▶ [Task prompt] Convert every line of the records below into a Markdown table with two columns, Row and Line, where Row holds the line's number and Line holds the text itself. Leave out any blank lines.
··· Recorded data ···
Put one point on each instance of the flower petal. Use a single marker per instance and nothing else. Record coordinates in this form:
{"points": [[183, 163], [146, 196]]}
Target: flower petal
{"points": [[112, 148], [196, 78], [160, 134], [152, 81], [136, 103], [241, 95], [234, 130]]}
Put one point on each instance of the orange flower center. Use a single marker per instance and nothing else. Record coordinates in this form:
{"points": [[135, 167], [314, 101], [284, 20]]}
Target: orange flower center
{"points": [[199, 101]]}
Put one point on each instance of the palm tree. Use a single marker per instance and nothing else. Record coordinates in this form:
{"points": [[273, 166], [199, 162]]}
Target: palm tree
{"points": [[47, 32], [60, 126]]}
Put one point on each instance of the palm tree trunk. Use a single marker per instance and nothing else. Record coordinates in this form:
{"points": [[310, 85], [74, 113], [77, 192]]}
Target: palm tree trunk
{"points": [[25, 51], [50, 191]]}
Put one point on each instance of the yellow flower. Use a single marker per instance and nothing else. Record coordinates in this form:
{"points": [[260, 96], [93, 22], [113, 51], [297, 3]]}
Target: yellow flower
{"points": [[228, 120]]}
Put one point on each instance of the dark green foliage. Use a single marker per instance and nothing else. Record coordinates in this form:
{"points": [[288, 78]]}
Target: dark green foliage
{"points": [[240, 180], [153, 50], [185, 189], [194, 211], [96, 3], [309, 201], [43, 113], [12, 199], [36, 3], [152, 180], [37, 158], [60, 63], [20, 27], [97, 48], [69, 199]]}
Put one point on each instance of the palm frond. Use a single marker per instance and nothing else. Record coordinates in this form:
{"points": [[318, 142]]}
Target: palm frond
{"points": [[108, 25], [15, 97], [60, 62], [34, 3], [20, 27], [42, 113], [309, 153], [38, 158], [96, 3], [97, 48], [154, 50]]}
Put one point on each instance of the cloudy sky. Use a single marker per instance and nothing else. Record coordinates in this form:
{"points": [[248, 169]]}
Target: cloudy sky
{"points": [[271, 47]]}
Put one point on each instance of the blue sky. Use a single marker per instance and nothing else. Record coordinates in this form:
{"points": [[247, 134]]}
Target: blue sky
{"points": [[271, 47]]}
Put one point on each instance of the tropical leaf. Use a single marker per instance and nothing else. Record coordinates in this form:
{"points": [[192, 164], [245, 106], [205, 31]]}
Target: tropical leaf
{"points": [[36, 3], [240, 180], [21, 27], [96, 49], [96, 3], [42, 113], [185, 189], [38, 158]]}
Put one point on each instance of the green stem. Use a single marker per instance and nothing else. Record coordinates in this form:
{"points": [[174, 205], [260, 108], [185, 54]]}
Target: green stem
···
▶ [Task output]
| Row | Line |
|---|---|
| 1 | Put one point on each instance of the flower petal. Use a single marker per instance and nothing else. Record coordinates in this form: |
| 2 | {"points": [[183, 163], [146, 196]]} |
| 3 | Target: flower petal |
| 4 | {"points": [[112, 148], [196, 78], [160, 134], [152, 81], [136, 103], [241, 95], [234, 130]]} |
| 5 | Put one point on each instance of the orange flower center. Use a single marker per instance and nothing else. Record coordinates in this form: |
| 6 | {"points": [[135, 167], [314, 101], [284, 20]]} |
| 7 | Target: orange flower center |
| 8 | {"points": [[199, 101]]} |
| 9 | Put one point on each instance of the palm tree. Use a single marker per instance and nothing else. Record coordinates in this form: |
| 10 | {"points": [[273, 166], [199, 162]]} |
| 11 | Target: palm tree |
| 12 | {"points": [[47, 32], [60, 126]]} |
| 13 | Put one point on each instance of the palm tree trunk. Use a single marker per instance and nothing else. Record coordinates in this form: |
| 14 | {"points": [[310, 85], [74, 113], [77, 192]]} |
| 15 | Target: palm tree trunk |
| 16 | {"points": [[25, 51], [50, 191]]} |
| 17 | Put one point on each instance of the yellow flower. Use a single marker per instance and nothing else. Record coordinates in this form: |
| 18 | {"points": [[260, 96], [93, 22], [113, 51], [297, 3]]} |
| 19 | Target: yellow flower |
| 20 | {"points": [[228, 120]]} |
| 21 | Put one point on each instance of the dark green foliage. Use a single marker per instance and nothing else. Record coordinates in this form: |
| 22 | {"points": [[288, 78]]} |
| 23 | Target: dark green foliage |
| 24 | {"points": [[240, 180], [153, 50], [185, 189], [194, 211], [96, 3], [309, 201], [43, 113], [12, 199], [36, 3], [152, 180], [37, 158], [60, 63], [20, 27], [97, 48], [69, 199]]} |
| 25 | Put one point on each instance of the palm frond. Use a single marker per instance and nothing else. Record coordinates in this form: |
| 26 | {"points": [[318, 142]]} |
| 27 | Target: palm frond |
| 28 | {"points": [[108, 25], [15, 97], [60, 62], [34, 3], [20, 27], [42, 113], [309, 153], [38, 158], [96, 3], [97, 48], [154, 50]]} |
| 29 | Put one point on each instance of the cloudy sky. Use a single marker per instance and nothing else. Record coordinates in this form: |
| 30 | {"points": [[248, 169]]} |
| 31 | Target: cloudy sky |
| 32 | {"points": [[271, 47]]} |
| 33 | Put one point on each instance of the blue sky. Use a single marker per instance and nothing else. Record coordinates in this form: |
| 34 | {"points": [[247, 134]]} |
| 35 | Target: blue sky |
| 36 | {"points": [[271, 47]]} |
| 37 | Put one point on each instance of the tropical leaf. Use a single marker per instance and nothing else. Record coordinates in this form: |
| 38 | {"points": [[192, 164], [245, 106], [205, 31]]} |
| 39 | Target: tropical leaf |
| 40 | {"points": [[36, 3], [240, 180], [21, 27], [96, 49], [96, 3], [42, 113], [185, 189], [38, 158]]} |
| 41 | Put one point on each instance of the green stem. Use a single marker per instance and nothing else. Record coordinates in this form: |
| 42 | {"points": [[174, 205], [260, 108], [185, 54]]} |
| 43 | Target: green stem |